[Stored entries]

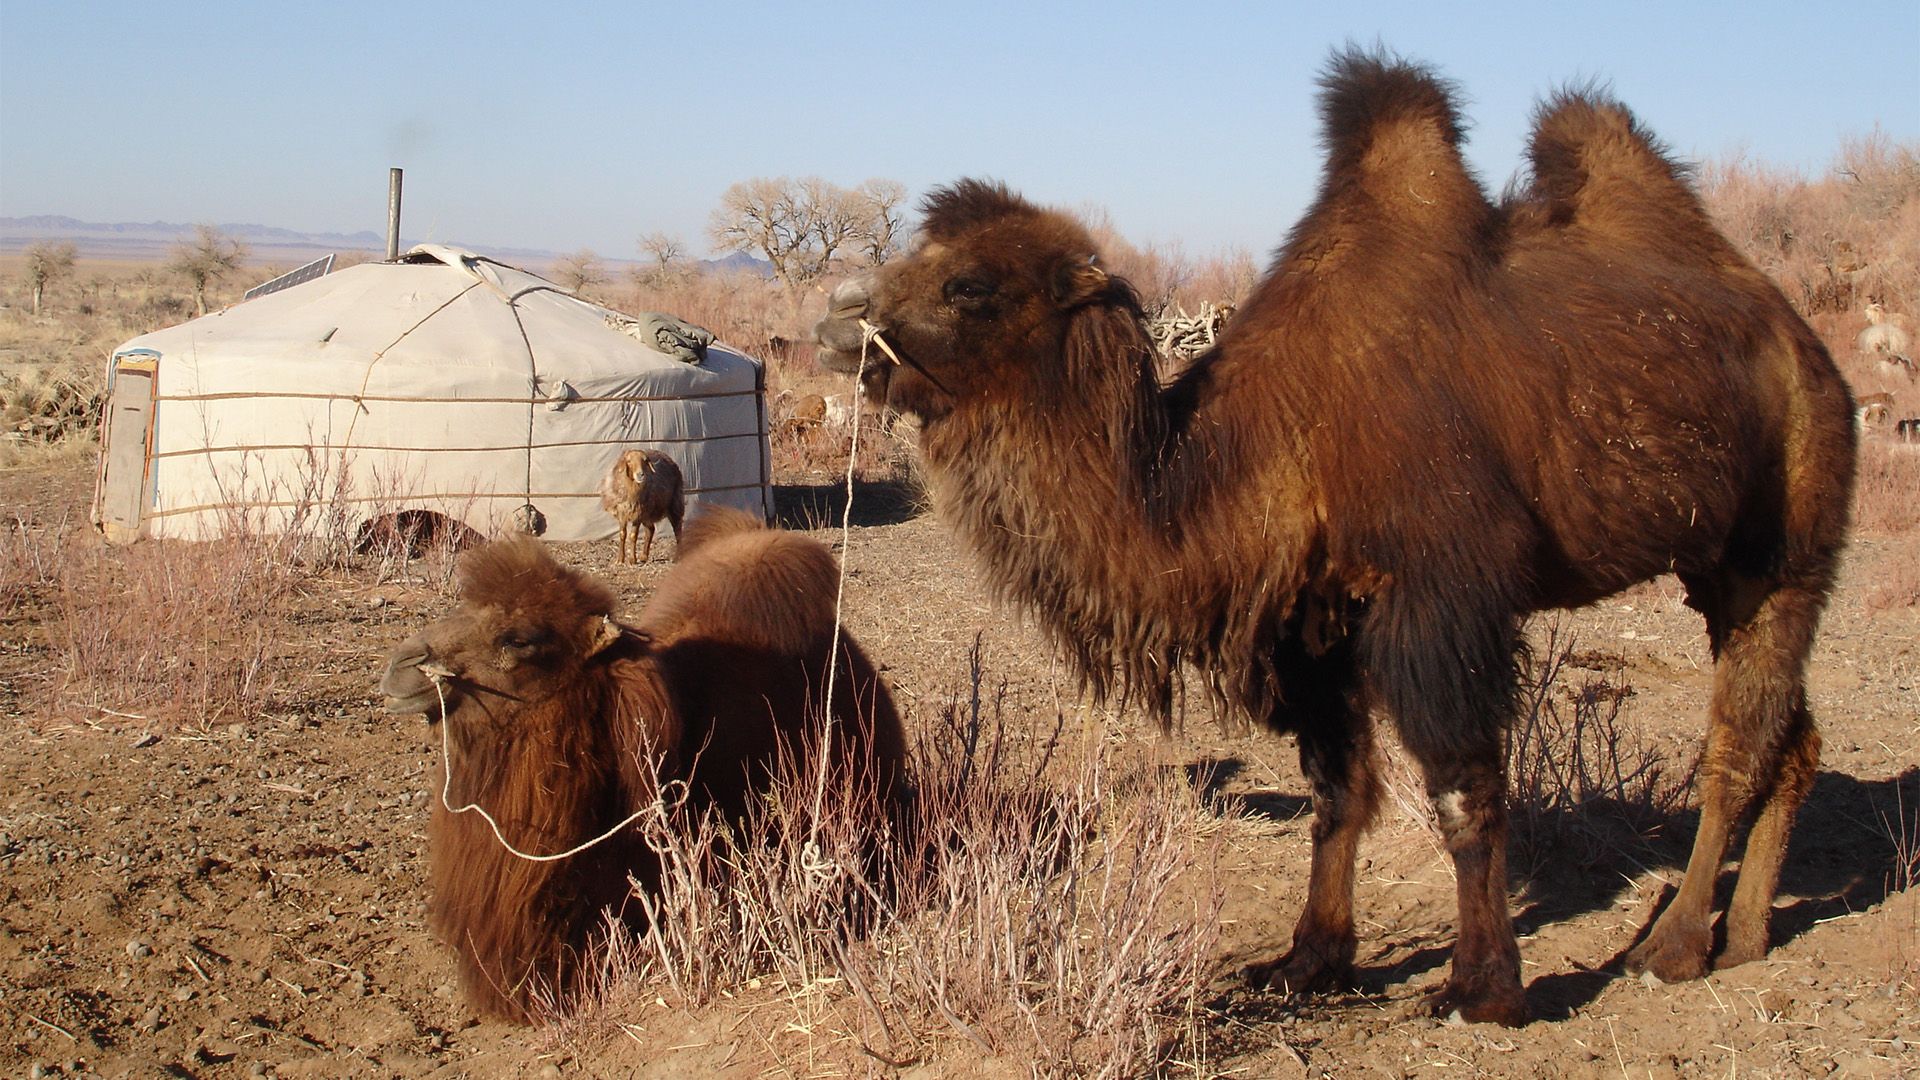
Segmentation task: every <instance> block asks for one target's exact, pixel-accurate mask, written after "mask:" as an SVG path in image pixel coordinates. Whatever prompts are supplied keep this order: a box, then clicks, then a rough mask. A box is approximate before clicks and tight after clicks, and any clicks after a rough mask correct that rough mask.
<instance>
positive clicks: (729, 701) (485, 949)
mask: <svg viewBox="0 0 1920 1080" xmlns="http://www.w3.org/2000/svg"><path fill="white" fill-rule="evenodd" d="M459 582H461V605H459V609H455V611H453V613H451V615H447V617H445V619H440V621H438V623H432V625H430V626H426V628H424V630H422V632H420V634H417V636H413V638H409V640H407V642H403V644H401V646H397V648H396V650H394V651H392V653H390V657H388V665H386V676H384V678H382V682H380V690H382V692H384V694H386V707H388V711H394V713H426V715H428V719H430V721H432V719H440V717H442V711H444V717H445V721H444V723H445V728H444V738H445V746H447V761H445V765H447V767H449V771H451V773H445V771H436V776H434V809H432V821H430V824H428V861H430V871H432V907H430V922H432V928H434V932H436V934H438V936H440V938H442V940H444V942H445V944H447V945H449V947H453V951H455V955H457V965H459V980H461V986H463V990H465V992H467V999H468V1001H470V1003H472V1005H474V1007H476V1009H478V1011H480V1013H484V1015H492V1017H501V1019H511V1020H526V1019H528V1017H530V1009H532V1005H534V1003H536V1001H541V999H564V997H566V995H570V994H572V992H574V990H576V982H578V976H580V970H582V957H584V955H586V953H588V951H589V949H591V947H593V944H595V932H597V928H599V926H601V924H603V922H601V911H605V909H612V911H614V913H618V915H620V917H622V919H624V920H626V922H628V924H630V926H634V928H639V926H641V919H639V911H637V907H639V905H637V903H628V874H634V878H636V880H639V882H641V884H647V882H653V880H657V859H655V855H653V853H651V851H649V849H647V846H645V842H643V840H641V834H639V830H637V828H624V830H618V832H614V834H612V836H611V838H609V840H605V842H601V844H597V846H593V847H588V849H584V851H580V853H578V855H572V857H568V859H559V861H528V859H522V857H518V855H515V853H511V851H507V849H505V847H503V846H501V842H499V840H497V838H495V836H493V832H492V828H490V826H488V822H486V821H484V819H482V817H480V815H478V813H455V809H457V807H467V805H468V803H472V805H478V807H482V809H484V811H486V813H488V815H492V817H493V819H495V821H497V822H499V828H501V832H503V836H505V840H507V842H511V844H513V846H515V847H516V849H520V851H526V853H536V855H549V853H559V851H566V849H572V847H574V846H578V844H582V842H588V840H591V838H595V836H599V834H603V832H605V830H609V828H612V826H616V824H618V822H622V821H624V819H626V817H628V815H632V813H636V811H641V809H645V807H649V805H653V801H655V798H657V794H659V790H660V784H664V782H670V780H684V782H685V784H687V796H689V809H691V811H695V813H701V811H708V809H710V811H714V813H718V815H722V817H726V819H737V817H741V815H743V813H745V811H747V807H749V801H751V798H753V794H755V792H760V790H764V788H766V784H768V782H770V778H772V774H774V769H776V765H781V763H785V765H787V767H793V769H806V767H808V749H810V748H814V746H818V742H820V740H818V732H816V724H818V717H820V713H822V690H824V686H826V675H828V655H829V650H831V644H833V596H835V563H833V555H831V553H828V550H826V548H822V546H820V544H816V542H814V540H808V538H804V536H797V534H793V532H778V530H768V528H762V527H760V525H758V523H756V521H755V519H753V517H749V515H743V513H737V511H716V509H710V511H707V513H703V515H699V517H697V519H695V521H693V523H691V525H689V527H687V536H685V546H684V548H682V553H680V563H678V565H676V567H674V569H672V571H670V573H668V575H666V578H664V580H662V582H660V586H659V590H657V592H655V594H653V598H651V600H649V603H647V607H645V611H641V615H639V619H637V621H636V623H632V625H622V623H616V621H612V607H614V603H612V594H611V592H607V588H605V586H601V584H599V582H595V580H591V578H586V577H582V575H578V573H574V571H568V569H564V567H561V565H559V563H555V561H553V557H551V555H547V552H545V548H543V546H541V544H540V542H538V540H532V538H515V540H499V542H493V544H490V546H486V548H478V550H474V552H470V553H467V555H465V557H463V559H461V567H459ZM436 684H438V686H436ZM442 694H444V703H442ZM828 715H829V717H831V721H833V724H831V742H829V763H831V769H833V773H831V774H833V776H835V782H837V784H847V786H849V788H847V790H851V792H852V798H854V799H862V801H872V803H874V805H876V813H874V815H872V819H870V821H876V822H881V821H889V815H891V811H893V807H895V805H897V799H900V798H902V796H904V771H906V740H904V734H902V732H900V721H899V715H897V713H895V707H893V698H891V696H889V692H887V688H885V684H883V682H881V680H879V676H877V673H876V669H874V665H872V661H868V657H866V653H862V651H860V648H858V646H856V644H854V642H852V638H851V636H845V634H843V636H841V648H839V665H837V669H835V684H833V701H831V709H829V711H828Z"/></svg>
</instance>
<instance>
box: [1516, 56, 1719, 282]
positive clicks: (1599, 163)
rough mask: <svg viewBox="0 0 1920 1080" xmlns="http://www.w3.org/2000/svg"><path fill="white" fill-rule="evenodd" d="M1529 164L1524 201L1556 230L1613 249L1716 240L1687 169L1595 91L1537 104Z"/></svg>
mask: <svg viewBox="0 0 1920 1080" xmlns="http://www.w3.org/2000/svg"><path fill="white" fill-rule="evenodd" d="M1528 158H1530V161H1532V190H1530V192H1528V194H1530V196H1532V200H1536V202H1538V204H1540V206H1542V208H1544V209H1546V213H1548V219H1549V221H1551V223H1555V225H1571V223H1578V225H1582V227H1588V229H1594V231H1599V233H1603V234H1607V236H1609V238H1613V240H1617V242H1632V240H1640V242H1649V244H1659V246H1670V244H1674V242H1676V240H1680V238H1686V236H1692V238H1699V240H1709V238H1711V240H1715V242H1716V240H1718V233H1716V231H1715V227H1713V221H1711V219H1709V217H1707V209H1705V208H1703V206H1701V202H1699V196H1697V194H1695V192H1693V184H1692V179H1690V169H1688V167H1686V165H1680V163H1678V161H1674V160H1672V158H1670V156H1668V152H1667V148H1665V146H1663V144H1661V142H1659V140H1657V138H1653V135H1651V133H1649V131H1647V129H1645V127H1642V125H1640V121H1638V119H1634V113H1632V111H1628V110H1626V106H1622V104H1620V102H1617V100H1613V96H1609V94H1607V92H1605V90H1603V88H1599V86H1592V85H1588V86H1572V88H1567V90H1561V92H1557V94H1553V96H1551V98H1548V100H1546V102H1542V106H1540V110H1538V111H1536V115H1534V138H1532V146H1530V148H1528Z"/></svg>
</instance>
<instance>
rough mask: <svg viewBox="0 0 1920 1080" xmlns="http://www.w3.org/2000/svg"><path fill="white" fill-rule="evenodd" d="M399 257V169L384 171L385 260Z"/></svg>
mask: <svg viewBox="0 0 1920 1080" xmlns="http://www.w3.org/2000/svg"><path fill="white" fill-rule="evenodd" d="M397 258H399V169H388V171H386V261H394V259H397Z"/></svg>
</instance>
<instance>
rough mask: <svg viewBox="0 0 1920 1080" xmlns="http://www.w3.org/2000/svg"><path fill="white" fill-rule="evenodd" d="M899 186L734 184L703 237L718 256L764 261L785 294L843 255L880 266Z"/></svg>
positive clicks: (803, 287) (812, 279) (891, 249)
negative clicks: (707, 234) (856, 185)
mask: <svg viewBox="0 0 1920 1080" xmlns="http://www.w3.org/2000/svg"><path fill="white" fill-rule="evenodd" d="M904 200H906V188H904V186H900V184H897V183H893V181H868V183H864V184H860V186H858V188H843V186H837V184H831V183H828V181H822V179H820V177H803V179H797V181H795V179H791V177H778V179H764V177H760V179H753V181H741V183H737V184H733V186H732V188H728V190H726V194H724V196H720V208H718V209H714V215H712V221H710V223H708V227H707V234H708V236H710V238H712V242H714V246H716V248H720V250H726V252H747V254H751V256H758V258H764V259H766V261H768V263H770V265H772V267H774V277H776V279H778V281H780V282H781V284H783V286H787V290H789V292H791V294H795V296H797V294H799V292H801V288H804V286H808V284H812V282H814V281H818V279H820V277H824V275H828V273H833V271H837V269H841V267H843V265H845V263H847V261H849V258H851V256H858V258H864V259H866V261H870V263H876V265H877V261H885V258H887V256H889V254H891V252H893V250H895V248H897V236H899V231H900V204H902V202H904Z"/></svg>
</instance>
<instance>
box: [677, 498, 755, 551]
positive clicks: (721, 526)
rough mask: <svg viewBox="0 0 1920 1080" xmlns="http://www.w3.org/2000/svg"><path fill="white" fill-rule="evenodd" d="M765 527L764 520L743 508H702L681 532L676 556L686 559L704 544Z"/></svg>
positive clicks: (720, 539) (727, 506) (706, 543)
mask: <svg viewBox="0 0 1920 1080" xmlns="http://www.w3.org/2000/svg"><path fill="white" fill-rule="evenodd" d="M764 528H766V523H764V521H760V519H758V517H755V515H751V513H747V511H743V509H733V507H728V505H710V507H705V509H701V511H699V515H695V517H693V521H689V523H687V527H685V530H682V532H680V548H678V553H676V555H674V557H676V559H684V557H687V555H689V553H691V552H695V550H699V548H701V546H703V544H710V542H714V540H724V538H726V536H737V534H741V532H760V530H764Z"/></svg>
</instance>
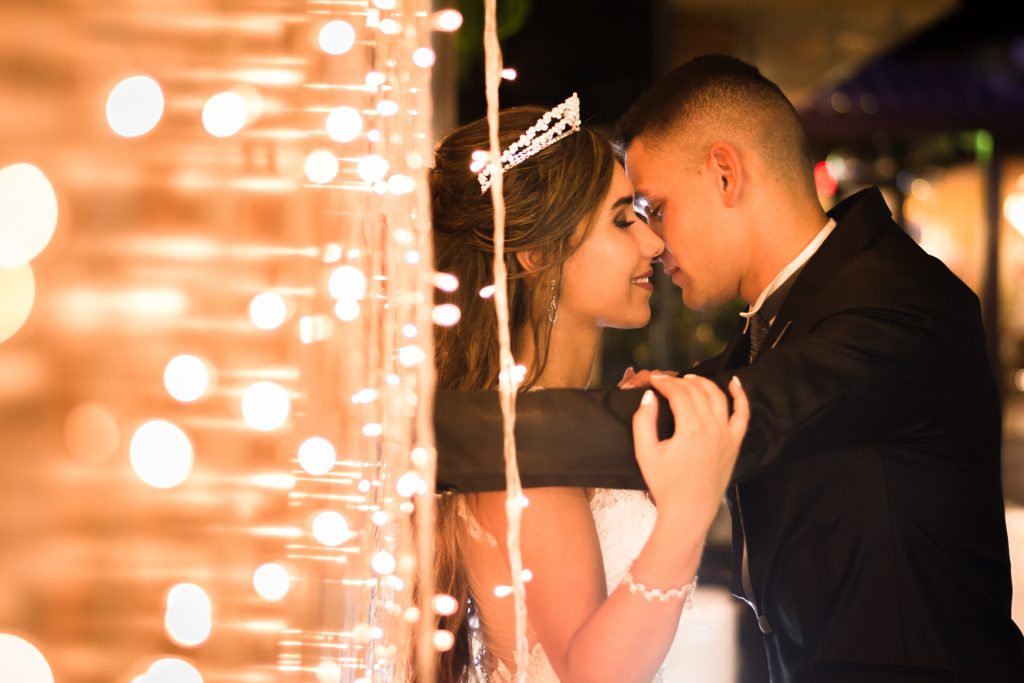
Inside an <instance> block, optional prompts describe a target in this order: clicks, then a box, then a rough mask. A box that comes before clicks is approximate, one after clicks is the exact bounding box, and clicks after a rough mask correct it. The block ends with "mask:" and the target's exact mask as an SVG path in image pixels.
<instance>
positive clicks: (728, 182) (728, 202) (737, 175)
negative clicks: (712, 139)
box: [708, 142, 743, 209]
mask: <svg viewBox="0 0 1024 683" xmlns="http://www.w3.org/2000/svg"><path fill="white" fill-rule="evenodd" d="M708 167H709V170H710V171H711V173H712V177H713V178H714V179H715V184H716V186H717V188H718V191H719V195H720V196H721V197H722V203H723V205H724V206H725V207H726V208H729V209H731V208H733V207H735V206H736V204H738V203H739V193H740V191H741V190H742V186H743V172H742V171H743V169H742V166H741V165H740V163H739V155H738V154H737V153H736V148H735V147H734V146H732V145H731V144H728V143H726V142H713V143H712V145H711V151H710V152H709V153H708Z"/></svg>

• Directive
Give the lines from the start of the items up to and including the line containing "positive clicks: (729, 701) (485, 949)" as a JSON list of strings, one string per line, with blank lines and the pictures left out.

• Response for this exercise
[
  "Segmentation task: every <instance> block asks for one target's exact, pixel-accurate mask, written after \"mask:\" as an SVG path in image pixel coordinates. Whatever prompts are supplied keep this order: a box, then clicks, then a rough mask. A box is approximate before clicks and tight after clicks, and any clicks after a rough mask correct that rough mask.",
  "<instance>",
  "positive clicks: (729, 701) (485, 949)"
]